= Directions for this task =
The data below should be retyped exactly, with the pictures left out.

= Referring expression pointing data =
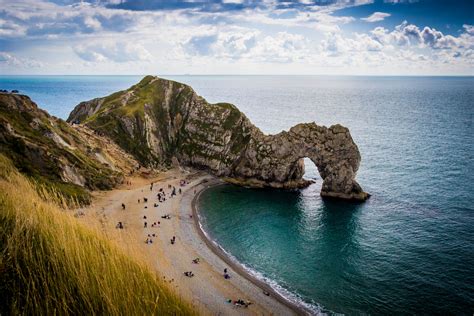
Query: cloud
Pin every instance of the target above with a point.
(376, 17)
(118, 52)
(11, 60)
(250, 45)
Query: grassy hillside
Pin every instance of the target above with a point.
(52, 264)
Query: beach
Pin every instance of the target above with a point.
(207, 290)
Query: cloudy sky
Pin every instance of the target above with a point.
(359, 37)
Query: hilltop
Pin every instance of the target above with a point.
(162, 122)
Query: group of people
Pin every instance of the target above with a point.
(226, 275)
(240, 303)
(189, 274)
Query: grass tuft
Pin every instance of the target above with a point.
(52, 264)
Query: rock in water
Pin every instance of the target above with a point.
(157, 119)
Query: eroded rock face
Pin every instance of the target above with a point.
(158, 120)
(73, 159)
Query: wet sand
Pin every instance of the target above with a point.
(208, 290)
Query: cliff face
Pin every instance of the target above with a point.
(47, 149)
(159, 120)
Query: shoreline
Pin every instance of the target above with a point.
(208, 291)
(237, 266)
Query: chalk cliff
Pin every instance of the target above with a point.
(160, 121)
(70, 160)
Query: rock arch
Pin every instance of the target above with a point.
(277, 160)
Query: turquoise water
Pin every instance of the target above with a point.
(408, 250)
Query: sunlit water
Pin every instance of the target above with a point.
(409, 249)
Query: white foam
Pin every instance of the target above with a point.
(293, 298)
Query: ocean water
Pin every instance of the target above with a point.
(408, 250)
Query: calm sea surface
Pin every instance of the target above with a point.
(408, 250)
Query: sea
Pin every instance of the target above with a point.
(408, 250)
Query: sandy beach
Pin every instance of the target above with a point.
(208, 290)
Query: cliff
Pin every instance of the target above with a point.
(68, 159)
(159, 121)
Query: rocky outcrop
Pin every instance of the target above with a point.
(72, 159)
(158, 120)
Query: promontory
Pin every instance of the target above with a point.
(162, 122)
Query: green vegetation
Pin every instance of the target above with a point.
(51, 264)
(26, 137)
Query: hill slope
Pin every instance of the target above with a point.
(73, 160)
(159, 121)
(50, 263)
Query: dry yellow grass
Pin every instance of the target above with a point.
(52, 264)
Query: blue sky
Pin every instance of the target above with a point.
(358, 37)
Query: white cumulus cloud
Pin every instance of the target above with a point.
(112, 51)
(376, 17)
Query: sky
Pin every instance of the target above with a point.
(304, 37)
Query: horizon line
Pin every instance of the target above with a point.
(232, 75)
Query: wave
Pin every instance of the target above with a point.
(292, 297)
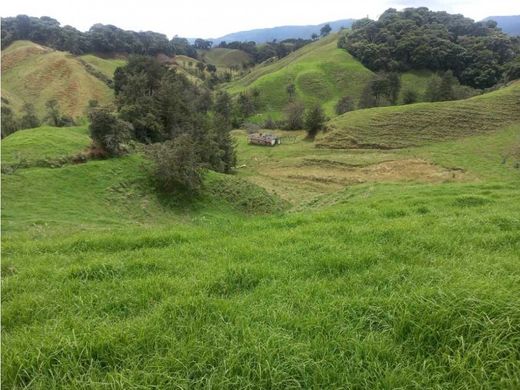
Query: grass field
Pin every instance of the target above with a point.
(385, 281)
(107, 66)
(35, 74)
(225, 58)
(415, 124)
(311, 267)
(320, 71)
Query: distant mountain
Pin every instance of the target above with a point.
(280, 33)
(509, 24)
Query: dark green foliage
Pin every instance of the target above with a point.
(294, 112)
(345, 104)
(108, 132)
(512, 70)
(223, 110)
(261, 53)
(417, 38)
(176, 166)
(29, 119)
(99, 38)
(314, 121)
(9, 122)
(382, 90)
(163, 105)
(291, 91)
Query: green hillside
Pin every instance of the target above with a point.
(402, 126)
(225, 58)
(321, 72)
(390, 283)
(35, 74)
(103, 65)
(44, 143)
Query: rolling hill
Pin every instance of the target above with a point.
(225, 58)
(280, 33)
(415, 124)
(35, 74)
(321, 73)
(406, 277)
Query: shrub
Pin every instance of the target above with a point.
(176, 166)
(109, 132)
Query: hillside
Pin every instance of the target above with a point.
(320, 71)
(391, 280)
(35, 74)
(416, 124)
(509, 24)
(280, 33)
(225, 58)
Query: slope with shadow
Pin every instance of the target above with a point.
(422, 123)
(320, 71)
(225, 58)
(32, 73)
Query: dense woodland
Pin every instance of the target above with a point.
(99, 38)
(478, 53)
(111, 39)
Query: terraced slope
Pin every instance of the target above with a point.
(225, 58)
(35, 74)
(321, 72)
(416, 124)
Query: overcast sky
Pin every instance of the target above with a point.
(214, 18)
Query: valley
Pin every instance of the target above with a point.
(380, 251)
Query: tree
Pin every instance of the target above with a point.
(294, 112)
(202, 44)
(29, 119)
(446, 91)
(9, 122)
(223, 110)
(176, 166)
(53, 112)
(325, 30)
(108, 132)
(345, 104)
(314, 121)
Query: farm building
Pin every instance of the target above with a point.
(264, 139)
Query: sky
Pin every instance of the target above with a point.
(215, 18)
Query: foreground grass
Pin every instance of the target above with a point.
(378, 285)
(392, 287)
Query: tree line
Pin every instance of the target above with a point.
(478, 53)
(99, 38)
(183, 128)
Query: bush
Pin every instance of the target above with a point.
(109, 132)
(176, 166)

= Answer to the exercise =
Query: cloud
Pin every instance of the target above with a point.
(376, 17)
(118, 52)
(11, 60)
(250, 45)
Query: grassy hillside
Pin every instance of the target above with a point.
(52, 264)
Query: beach
Pin every instance of the target above with a point.
(207, 290)
Query: cloudy sky
Pin every instance of the target above with a point.
(359, 37)
Query: hilltop
Pin every instance of the target above with a point.
(162, 122)
Query: group of people
Pin every instance of the target above with a point.
(226, 275)
(240, 303)
(189, 274)
Query: grass tuft
Pin every instance of the target above with a point.
(52, 264)
Query: rock in water
Pin every instance of the target above with a point.
(157, 119)
Query: eroded rock face
Pin every instance of the target above with a point.
(158, 120)
(73, 159)
Query: wet sand
Pin every instance of the target above with a point.
(208, 290)
Query: cliff face
Pin every instance of the target above with a point.
(47, 149)
(159, 120)
Query: shoreline
Pin every instance of the target above with a point.
(208, 291)
(237, 266)
Query: chalk cliff
Pin every instance of the target above with a point.
(160, 121)
(70, 160)
Query: rock arch
Pin every instance of the target above with a point.
(277, 160)
Query: turquoise water
Pin every instance of the target above with a point.
(408, 250)
Query: sunlit water
Pin every instance of the target above with a point.
(409, 249)
Query: white foam
Pin every instance of the target above with a point.
(293, 298)
Query: ocean water
Pin every instance of the target above with a point.
(408, 250)
Query: calm sea surface
Pin every instance of the target above with a point.
(408, 250)
Query: sea
Pin every instance of the target above with a point.
(408, 250)
Query: sandy beach
Pin every instance of the target above with a point.
(208, 290)
Query: cliff
Pin every instance of the target above with a point.
(68, 159)
(159, 121)
Query: rocky outcrop
Pin every instance of the target above with a point.
(72, 159)
(158, 120)
Query: promontory
Pin every instance of the target above with a point.
(162, 122)
Query: green vegetation
Pin every instance of the target above with a point.
(51, 264)
(26, 137)
Query: hill slope
Pin every instance of the target above with a point.
(73, 160)
(159, 121)
(50, 263)
Query: dry yellow grass
Pin every instance of the target above with a point.
(52, 264)
Query: blue sky
Pin every instance of the target above with a point.
(358, 37)
Query: white cumulus cloud
Pin every instance of the target above with a point.
(112, 51)
(376, 17)
Query: sky
Pin every instance of the target above with a point.
(304, 37)
Query: horizon line
Pin every instance of the target above with a point.
(232, 75)
Query: wave
Pin every instance of the target above with a point.
(292, 297)
Query: grass field
Pin every instance of the target above with a point.
(385, 281)
(107, 66)
(35, 74)
(225, 58)
(415, 124)
(311, 267)
(320, 71)
Query: distant mountain
Pin every instance of the target above with a point.
(280, 33)
(509, 24)
Query: dark green foliage
Pin every instance of the target above with a point.
(294, 112)
(345, 104)
(108, 132)
(512, 70)
(223, 110)
(261, 53)
(417, 38)
(176, 166)
(29, 119)
(99, 38)
(314, 121)
(9, 122)
(382, 90)
(163, 105)
(291, 91)
Query: green hillside
Pin every instance of the target above with a point.
(402, 126)
(225, 58)
(321, 72)
(390, 283)
(35, 74)
(103, 65)
(44, 143)
Query: rolling hill
Pin every instance of the target above with a point.
(225, 58)
(280, 33)
(415, 124)
(35, 74)
(321, 73)
(406, 277)
Query: shrub
Pin every instance of the target above with a point.
(176, 166)
(109, 132)
Query: hillside
Pin every instance of the target above with a point.
(320, 71)
(391, 280)
(35, 74)
(416, 124)
(509, 24)
(280, 33)
(225, 58)
Query: slope with shadow
Pin every instance of the target above with a point.
(422, 123)
(320, 71)
(225, 58)
(32, 73)
Query: dense woodland
Pin every instance of the target above with a point.
(99, 38)
(478, 53)
(111, 39)
Query: terraced slope
Pin every instance of the target above with a point.
(225, 58)
(35, 74)
(321, 72)
(416, 124)
Query: overcast sky
Pin every instance of the target above with a point.
(214, 18)
Query: valley
Pin every instance of the target above with a point.
(380, 251)
Query: tree
Pin every instance of the target above with a point.
(294, 112)
(202, 44)
(29, 119)
(446, 91)
(9, 122)
(223, 110)
(176, 166)
(53, 112)
(325, 30)
(108, 132)
(345, 104)
(314, 121)
Query: farm building
Pin every instance of the target above with a point.
(264, 139)
Query: sky
Pin every instance of the target above with a point.
(215, 18)
Query: foreground grass
Pin every instance of the target above with a point.
(378, 285)
(392, 287)
Query: tree line
Pin every instance of the target above with a point.
(478, 53)
(99, 38)
(183, 128)
Query: bush
Pin every instance of the target above with a point.
(109, 132)
(176, 166)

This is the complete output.